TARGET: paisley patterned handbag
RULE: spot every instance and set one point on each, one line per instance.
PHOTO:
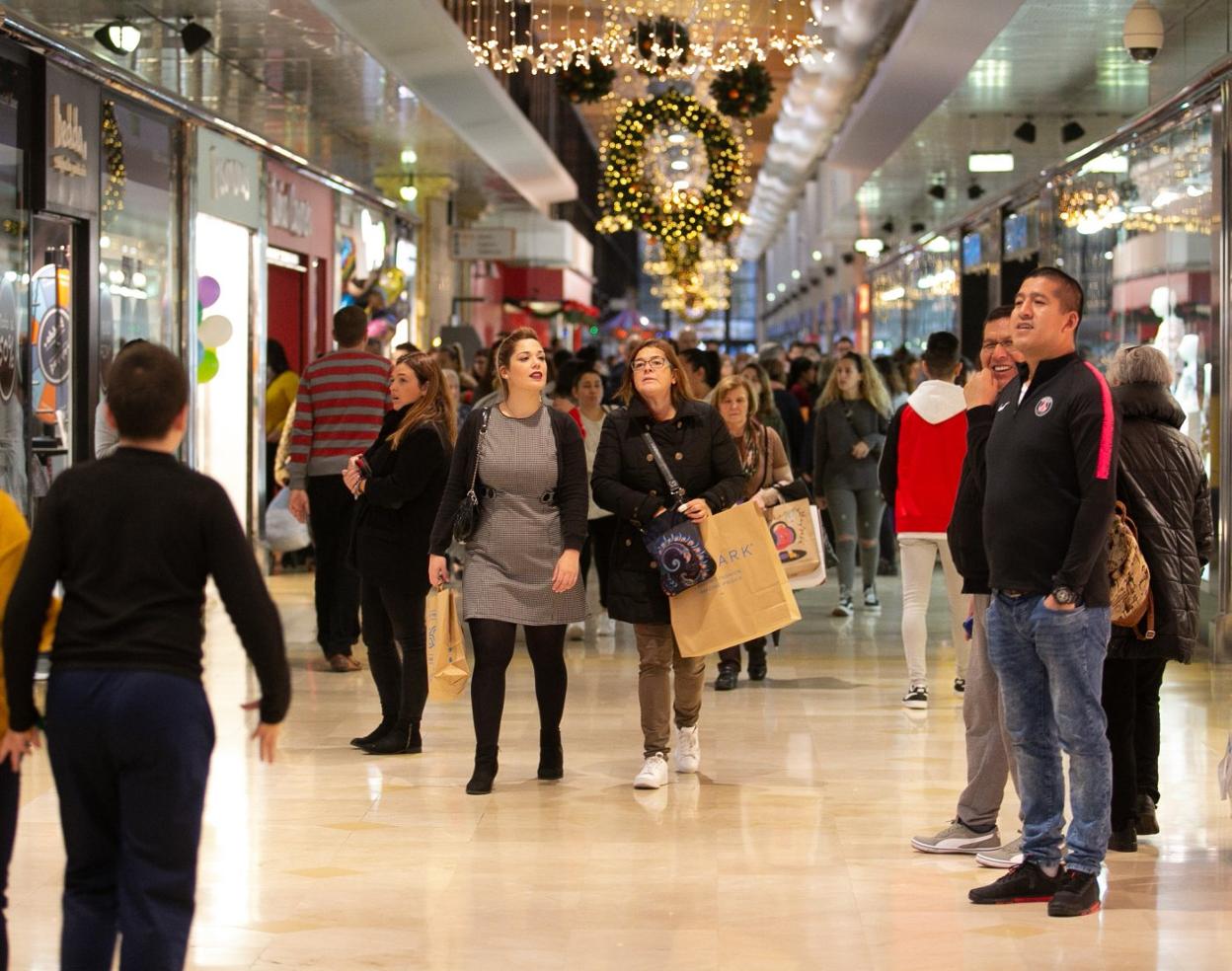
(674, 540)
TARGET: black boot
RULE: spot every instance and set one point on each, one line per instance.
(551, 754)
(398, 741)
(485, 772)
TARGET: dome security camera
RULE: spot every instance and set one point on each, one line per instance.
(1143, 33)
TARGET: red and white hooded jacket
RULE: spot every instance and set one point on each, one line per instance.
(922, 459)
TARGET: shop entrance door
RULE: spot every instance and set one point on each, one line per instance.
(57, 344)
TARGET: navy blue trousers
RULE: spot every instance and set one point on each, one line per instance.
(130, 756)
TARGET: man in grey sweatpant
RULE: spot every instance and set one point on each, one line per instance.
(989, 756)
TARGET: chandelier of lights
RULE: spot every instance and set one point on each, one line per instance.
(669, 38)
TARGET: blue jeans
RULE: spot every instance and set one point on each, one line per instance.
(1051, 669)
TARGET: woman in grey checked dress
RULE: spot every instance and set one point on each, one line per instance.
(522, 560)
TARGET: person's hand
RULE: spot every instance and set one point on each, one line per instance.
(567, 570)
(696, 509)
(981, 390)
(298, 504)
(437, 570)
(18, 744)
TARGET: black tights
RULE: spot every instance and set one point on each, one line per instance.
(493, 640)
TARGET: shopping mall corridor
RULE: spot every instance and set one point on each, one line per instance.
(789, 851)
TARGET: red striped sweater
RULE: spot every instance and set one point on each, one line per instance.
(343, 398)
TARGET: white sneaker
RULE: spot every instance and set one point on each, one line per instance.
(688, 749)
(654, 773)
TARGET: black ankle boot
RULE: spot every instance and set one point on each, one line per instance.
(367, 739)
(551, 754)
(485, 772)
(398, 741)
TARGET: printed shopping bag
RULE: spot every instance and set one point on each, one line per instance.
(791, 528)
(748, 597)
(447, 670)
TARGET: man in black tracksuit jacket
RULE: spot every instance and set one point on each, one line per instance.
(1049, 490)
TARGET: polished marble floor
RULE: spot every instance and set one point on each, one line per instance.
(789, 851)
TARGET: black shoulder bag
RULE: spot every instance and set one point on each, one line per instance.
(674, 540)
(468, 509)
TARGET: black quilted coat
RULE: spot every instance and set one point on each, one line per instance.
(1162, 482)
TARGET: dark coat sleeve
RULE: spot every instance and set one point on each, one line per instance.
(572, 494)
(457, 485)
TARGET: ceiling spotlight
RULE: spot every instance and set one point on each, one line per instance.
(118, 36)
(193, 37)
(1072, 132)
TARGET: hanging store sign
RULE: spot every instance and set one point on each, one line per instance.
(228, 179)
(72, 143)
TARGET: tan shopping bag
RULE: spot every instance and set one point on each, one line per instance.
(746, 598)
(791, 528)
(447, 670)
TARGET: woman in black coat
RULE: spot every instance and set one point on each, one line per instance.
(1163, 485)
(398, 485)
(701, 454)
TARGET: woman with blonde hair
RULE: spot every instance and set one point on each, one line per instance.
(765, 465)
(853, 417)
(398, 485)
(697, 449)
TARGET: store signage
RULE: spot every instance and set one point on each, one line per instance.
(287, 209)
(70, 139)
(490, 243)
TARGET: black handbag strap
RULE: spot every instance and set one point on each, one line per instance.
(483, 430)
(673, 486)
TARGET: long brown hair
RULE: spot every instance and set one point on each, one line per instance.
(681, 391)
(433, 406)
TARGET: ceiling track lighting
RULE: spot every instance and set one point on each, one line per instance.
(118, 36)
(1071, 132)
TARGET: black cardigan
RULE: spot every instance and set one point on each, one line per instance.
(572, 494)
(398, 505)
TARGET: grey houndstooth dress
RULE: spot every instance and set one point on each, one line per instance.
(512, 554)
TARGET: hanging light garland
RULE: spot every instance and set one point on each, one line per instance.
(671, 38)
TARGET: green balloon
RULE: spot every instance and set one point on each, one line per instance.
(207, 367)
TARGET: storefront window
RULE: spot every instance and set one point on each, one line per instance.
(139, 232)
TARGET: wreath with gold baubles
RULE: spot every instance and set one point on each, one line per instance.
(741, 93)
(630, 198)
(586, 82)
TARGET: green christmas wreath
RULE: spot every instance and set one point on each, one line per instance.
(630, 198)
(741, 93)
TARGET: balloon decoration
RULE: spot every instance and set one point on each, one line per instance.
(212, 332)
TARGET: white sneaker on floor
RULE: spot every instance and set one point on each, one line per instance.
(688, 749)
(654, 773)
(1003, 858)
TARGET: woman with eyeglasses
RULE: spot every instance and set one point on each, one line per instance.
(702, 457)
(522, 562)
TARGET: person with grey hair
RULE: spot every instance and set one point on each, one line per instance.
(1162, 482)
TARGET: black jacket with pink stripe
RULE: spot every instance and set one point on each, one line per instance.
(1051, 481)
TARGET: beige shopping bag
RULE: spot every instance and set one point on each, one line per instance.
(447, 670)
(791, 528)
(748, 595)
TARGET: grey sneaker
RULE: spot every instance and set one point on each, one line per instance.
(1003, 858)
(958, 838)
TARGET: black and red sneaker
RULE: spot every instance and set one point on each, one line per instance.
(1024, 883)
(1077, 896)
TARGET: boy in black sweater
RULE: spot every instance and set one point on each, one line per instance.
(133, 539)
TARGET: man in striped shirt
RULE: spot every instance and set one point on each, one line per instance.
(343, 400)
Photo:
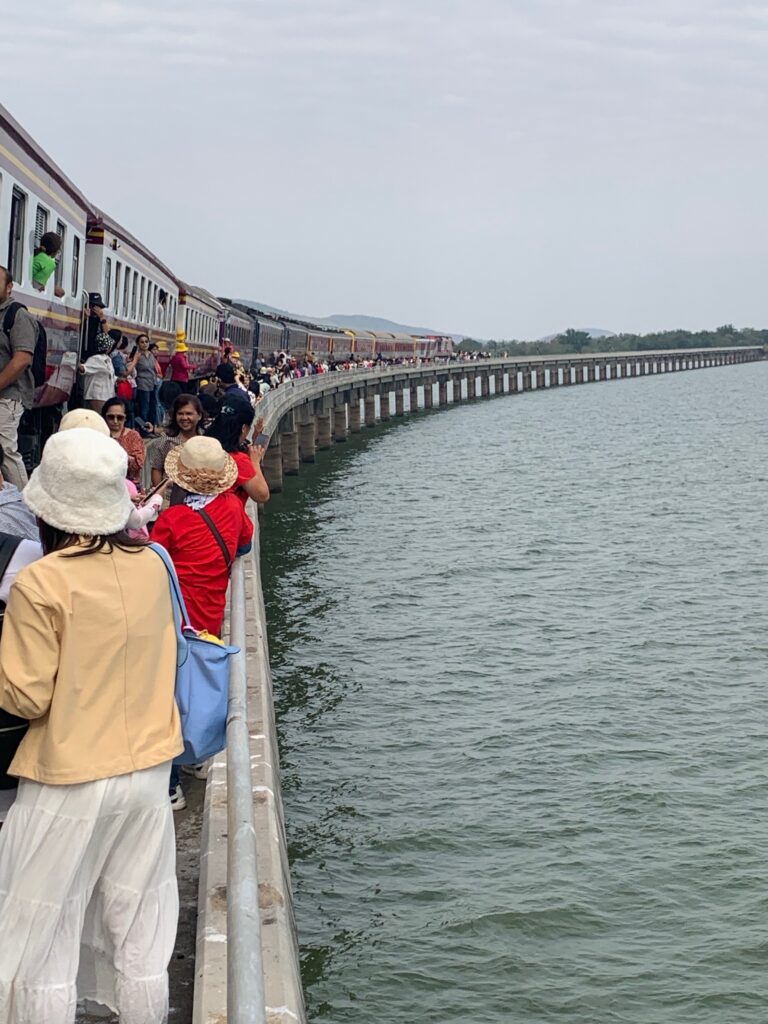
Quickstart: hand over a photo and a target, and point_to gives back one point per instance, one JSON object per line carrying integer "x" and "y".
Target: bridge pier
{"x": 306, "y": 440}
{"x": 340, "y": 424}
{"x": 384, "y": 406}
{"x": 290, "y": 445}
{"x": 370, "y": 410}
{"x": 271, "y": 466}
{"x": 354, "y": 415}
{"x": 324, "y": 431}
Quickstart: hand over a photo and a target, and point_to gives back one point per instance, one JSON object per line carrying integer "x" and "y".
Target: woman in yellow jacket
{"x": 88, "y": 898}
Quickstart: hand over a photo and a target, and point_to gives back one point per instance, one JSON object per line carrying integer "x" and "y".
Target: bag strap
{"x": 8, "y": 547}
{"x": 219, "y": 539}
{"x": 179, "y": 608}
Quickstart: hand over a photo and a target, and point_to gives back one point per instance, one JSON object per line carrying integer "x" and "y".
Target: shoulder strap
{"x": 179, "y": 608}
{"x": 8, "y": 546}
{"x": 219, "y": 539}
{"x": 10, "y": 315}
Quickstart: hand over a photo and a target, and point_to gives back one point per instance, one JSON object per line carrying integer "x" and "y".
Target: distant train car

PROBLEM TO WORK ON. Can you lay out every line of the data above as a JSON list of strings, one string per line, with blank lines skipped and the pictures left out?

COMPLETED TASK.
[
  "TARGET: paisley patterned handbag",
  "RULE: spot every instance and set one point on each, one line per instance.",
  "PHOTO:",
  "(674, 540)",
  "TARGET: black boot",
  "RULE: spot every instance and set one point on each, one line per instance.",
  "(551, 754)",
  "(398, 741)",
  "(485, 772)",
  "TARGET: dome security camera",
  "RULE: spot every instance and set one point on each, one line per instance.",
  "(1143, 33)",
  "TARGET: red and white hooded jacket",
  "RULE: spot every instance and set one point on each, one line per instance.",
  "(922, 459)",
  "TARGET: shop entrance door",
  "RULE: spot every instance and set one point on each, one line per instance.",
  "(57, 344)",
  "TARGET: navy blue trousers",
  "RULE: spot every instance and set one point on each, one line per instance.",
  "(130, 756)",
  "TARGET: man in grey sweatpant",
  "RULE: spot every instance and set one point on each, one line per instance.",
  "(989, 756)",
  "TARGET: chandelier of lights",
  "RULE: spot every instance and set one point on each, one line per instance.",
  "(669, 38)",
  "TARGET: blue jeans",
  "RULE: spot every instance and set one point on each, one line per instance.",
  "(1051, 669)",
  "TARGET: woman in grey checked dress",
  "RULE: spot every instance and set one point on each, one line per instance.",
  "(522, 560)",
  "TARGET: person's hand",
  "RULE: spot every instance and set one point on each, one line per instance.",
  "(567, 570)",
  "(696, 509)",
  "(981, 390)",
  "(298, 504)",
  "(437, 570)",
  "(18, 744)",
  "TARGET: black tights",
  "RULE: spot every instance and set one point on each, one line per instance.",
  "(493, 640)",
  "TARGET: shopping mall corridor",
  "RULE: spot every instance and set one point on each, one line per instance.",
  "(789, 851)",
  "TARGET: red striped sweater",
  "RULE: spot every instance and set one point on each, one line per instance.",
  "(343, 398)",
  "TARGET: white sneaker",
  "RULE: spot every instance and set one point on each, one line per instance.",
  "(688, 749)",
  "(654, 773)",
  "TARGET: black ankle boot",
  "RULE: spot every instance and set one point on each, one line per instance.",
  "(367, 739)",
  "(551, 754)",
  "(485, 772)",
  "(398, 741)",
  "TARGET: printed shopping bag",
  "RULE: spot every instance and set one point on each, one line per instance.",
  "(791, 528)",
  "(748, 597)",
  "(447, 670)",
  "TARGET: man in black tracksuit jacket",
  "RULE: spot every instance and set one point on each, one line per instance.",
  "(1049, 490)",
  "TARGET: polished marble floor",
  "RULE: spot every instance and set one point on each, one line per instance.",
  "(789, 851)",
  "TARGET: black shoulder bag",
  "RULE: spot every instance and set one point on each, one line per instance.",
  "(674, 540)",
  "(468, 509)",
  "TARGET: black quilted coat",
  "RULE: spot every instance and set one point on each, one line per instance.",
  "(1162, 482)",
  "TARGET: dark coat sleeve",
  "RULE: spot every instance and set one point on each, one line per instance.",
  "(572, 494)",
  "(457, 485)",
  "TARGET: ceiling spotlight",
  "RULE: spot every instance and set one point on each, one line per instance.",
  "(118, 36)",
  "(193, 37)",
  "(1072, 132)",
  "TARGET: hanging store sign",
  "RULE: spot every instance and set one point on each, one line per instance.",
  "(228, 179)",
  "(72, 143)",
  "TARGET: tan shopping bag",
  "RULE: spot every instance and set one point on each, one line per instance.",
  "(746, 598)",
  "(791, 528)",
  "(447, 670)",
  "TARGET: woman in black coat",
  "RULE: spot every instance and set one point on each, one line per instance.",
  "(1163, 485)",
  "(398, 485)",
  "(701, 454)",
  "TARGET: woman with blonde hair",
  "RULE: spot every instance and set one point on each, one line per instance.",
  "(765, 465)",
  "(853, 417)",
  "(398, 485)",
  "(697, 449)",
  "TARGET: store signage",
  "RULE: spot every instance and set one point on each, one line per instance.",
  "(287, 209)",
  "(70, 139)",
  "(490, 243)",
  "TARGET: black handbag strap",
  "RULE: spot every instance and set one point on each, one line per instance.",
  "(483, 430)",
  "(673, 486)",
  "TARGET: long brown hair",
  "RULE: spot every instance and set one point on each, one line per instance.",
  "(681, 391)",
  "(433, 406)",
  "TARGET: ceiling track lighting",
  "RULE: spot every instance and set one point on each, one line per instance.",
  "(118, 36)",
  "(1071, 132)",
  "TARGET: black cardigan",
  "RULE: spot every instance and set one point on each, one line per instance.",
  "(572, 494)",
  "(398, 505)",
  "TARGET: grey houndstooth dress",
  "RULE: spot every instance and set one point on each, one line per instance.",
  "(512, 554)",
  "TARGET: hanging light garland",
  "RULE: spot every instance and set one point on each, one line per instance.",
  "(671, 38)",
  "TARGET: green balloon",
  "RULE: spot every instance and set one point on each, one line per instance.",
  "(207, 367)",
  "TARGET: storefront window",
  "RULE: spot every instance and set one point on each, one line per instance.",
  "(139, 232)",
  "TARGET: wreath with gold baubles",
  "RULE: spot every instance and set one point on each, one line per instance.",
  "(741, 93)",
  "(630, 198)",
  "(586, 82)",
  "TARGET: green christmas wreath",
  "RULE: spot every instance and set one point on each, one line per instance.",
  "(630, 198)",
  "(741, 93)",
  "TARGET: balloon decoration",
  "RULE: spot every instance and set one point on each, one line per instance.",
  "(212, 332)",
  "TARGET: white sneaker on floor",
  "RULE: spot every instance and set one point on each, one line per instance.",
  "(688, 749)",
  "(654, 773)",
  "(1003, 858)",
  "TARGET: woman with eyeglasses",
  "RULE: spot every instance and set one point on each, one line per instance.",
  "(702, 457)",
  "(522, 562)",
  "TARGET: person with grey hair",
  "RULE: spot every instance and set one point on each, one line per instance.",
  "(1162, 482)",
  "TARGET: black jacket with pink stripe",
  "RULE: spot every instance and set one point on each, one line per instance.",
  "(1051, 481)",
  "TARGET: beige shopping bag",
  "RULE: spot every instance and set one point on each, one line per instance.",
  "(447, 670)",
  "(791, 528)",
  "(748, 595)",
  "TARGET: grey sneaker",
  "RULE: spot every instance and set one point on each, one line per instance.",
  "(1003, 858)",
  "(958, 838)",
  "TARGET: black and red sneaker",
  "RULE: spot every instance and set one point on each, one line per instance.",
  "(1024, 883)",
  "(1077, 896)",
  "TARGET: boy in black sweater",
  "RULE: spot every instance and set one point on each, one line per instance.",
  "(133, 539)",
  "TARGET: man in striped shirt",
  "RULE: spot every instance and set one point on each, one line per instance.",
  "(343, 400)",
  "Photo:",
  "Quickstart: hand over a photo and a target, and point_to gives back one point per instance, one JSON object per line carrying integer \"x\" and \"y\".",
  "Target: bridge pier",
  "{\"x\": 306, \"y\": 440}",
  "{\"x\": 340, \"y\": 424}",
  "{\"x\": 384, \"y\": 406}",
  "{\"x\": 290, \"y\": 445}",
  "{\"x\": 370, \"y\": 410}",
  "{\"x\": 271, \"y\": 466}",
  "{\"x\": 354, \"y\": 415}",
  "{\"x\": 324, \"y\": 431}",
  "Quickstart: hand over a photo and a target, and point_to gives back one point per instance, one JSON object per line carrying integer \"x\" and \"y\".",
  "Target: woman in yellow jacket",
  "{\"x\": 88, \"y\": 898}",
  "Quickstart: hand over a photo and a target, and point_to gives back one point per instance, one JSON object per line carrying integer \"x\" and \"y\".",
  "Target: bag strap",
  "{\"x\": 8, \"y\": 547}",
  "{\"x\": 219, \"y\": 539}",
  "{\"x\": 179, \"y\": 608}",
  "Quickstart: hand over a photo and a target, and point_to gives back one point per instance, one JSON object per line carrying integer \"x\" and \"y\".",
  "Target: shoulder strap",
  "{\"x\": 179, \"y\": 608}",
  "{\"x\": 8, \"y\": 546}",
  "{\"x\": 219, \"y\": 539}",
  "{\"x\": 10, \"y\": 315}",
  "Quickstart: hand over a photo and a target, and point_to gives back one point per instance, one JSON object per line carrying integer \"x\" and \"y\".",
  "Target: distant train car"
]